Credit Scoring

Credit bureau scoring is a statistical means of assessing how likely a borrower is to pay back a loan. Fair, Isaac Credit Bureau scores range from approximately 350 to 850 points which allows 500 points to work with to raise a credit score from the least possible, anything under an 850 can be improved. The complex system for reporting and analyzing credit involves many participants: consumers; data repositories; data users; data furnishers; credit reporting agencies; and analytical service providers.

Approximately 190-200 million consumers have credit reports maintained by the three major credit repositories (Equifax, Experian, and Transunion). Data users include lenders, insurers, landlords, utility companies, and employers, who review the credit information in consumers' credit reports to make decisions about extending and pricing credit, offering and pricing insurance policies, providing utility services, rental housing, or offers of employment. Some, but not all, data users are also data furnishers, and regularly report information about consumers' accounts to the credit repositories, who add the information to consumers' credit reports.

In 1996, Congress recognized that errors by data furnishers contributed to credit reporting problems, so the Fair Credit Reporting Act was amended to impose accuracy duties on data furnishers. Credit Reporting Agencies assist some data users by consolidating information from the three credit repositories, and offering services to provide credit reports to data users, and are considered "consumer reporting agencies" under the Fair Credit Reporting Act. Analytic service providers also help data users interpret the information in consumers' files, and include companies such as Fair, Isaac, and Company, which produces analytical tools that generate credit scores. All of these three models are often referred to as the "FICO" scores.

» Raw data

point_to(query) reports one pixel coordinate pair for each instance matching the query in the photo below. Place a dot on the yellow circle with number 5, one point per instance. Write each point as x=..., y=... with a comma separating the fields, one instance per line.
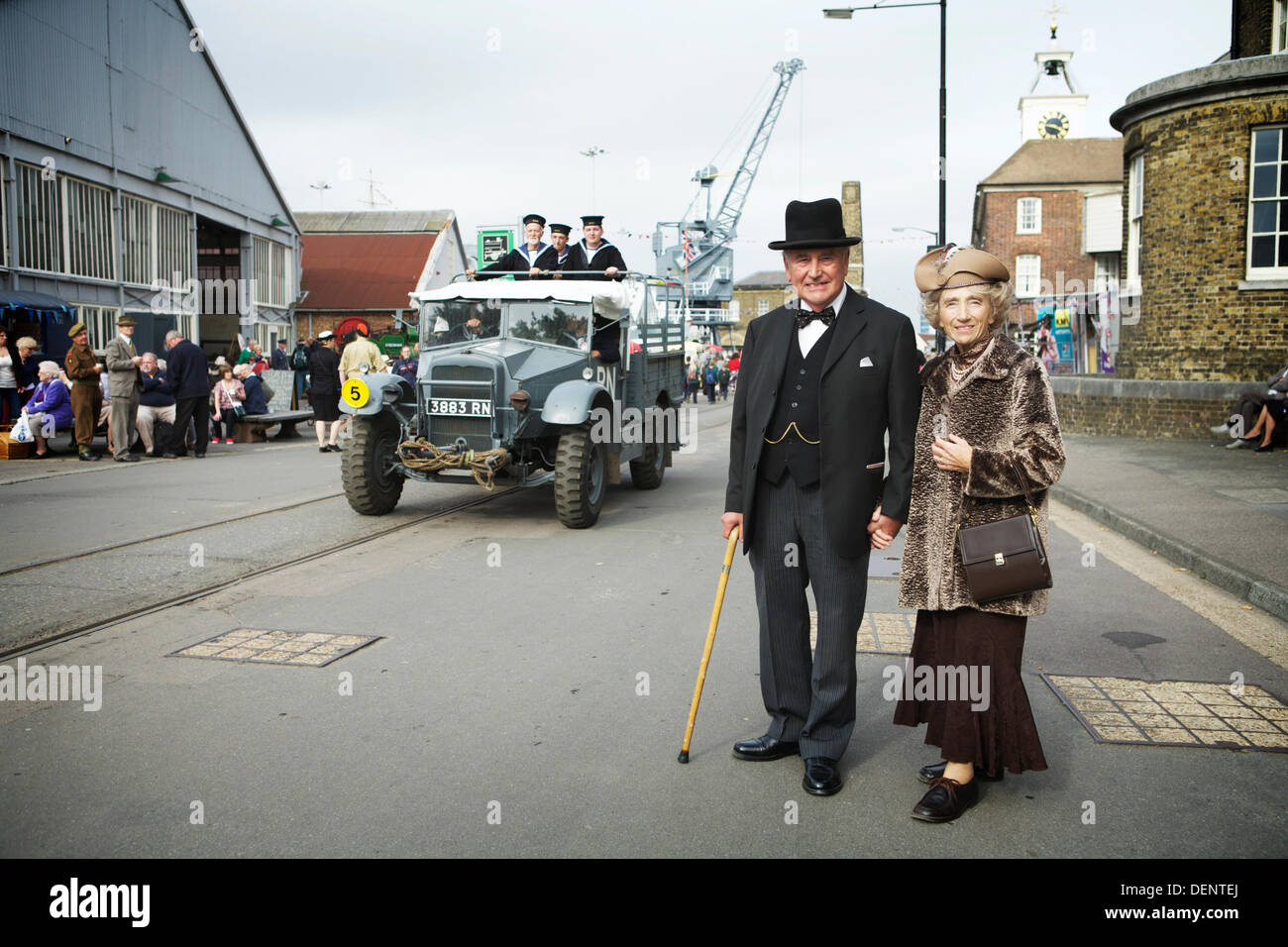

» Written task A
In the credit scoring text, what year did Congress amend the Fair Credit Reporting Act to impose accuracy duties on data furnishers?
» Written task B
Write the next part of the credit scoring text, starting after its final sentence.

» Task result A
1996

» Task result B
A FICO score is calculated by a system of scorecards. In developing these scorecards, Fair, Isaac uses actual credit data on millions of consumers, and applies complex mathematical methods to perform extensive research into credit patterns that forecast credit performance. This would be fine except a 2002 study of credit scoring conducted by the Consumer Federation of America and the National Credit Reporting Association concluded that at least one in five consumers are being penalized with lower scores than deserved because of errors or inconsistencies. A study by the Public Interest Research Group found that 29% of credit reports contained errors that could result in the denial of credit (defined as false delinquencies, or reports listing accounts or public records that do not belong to the consumer). The study also found that 41% of reports had incorrect demographic identifying information, and 20% were missing major credit cards, loans, or mortgages. In total, 70% of reports contained an error of some kind.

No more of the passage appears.